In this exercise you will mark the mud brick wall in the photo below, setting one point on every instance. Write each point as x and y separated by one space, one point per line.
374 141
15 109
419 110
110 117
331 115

_____

Work to complete - How many lines of the entries above contain the word "will", with case counting? Count them and give only the number.

Full response - 1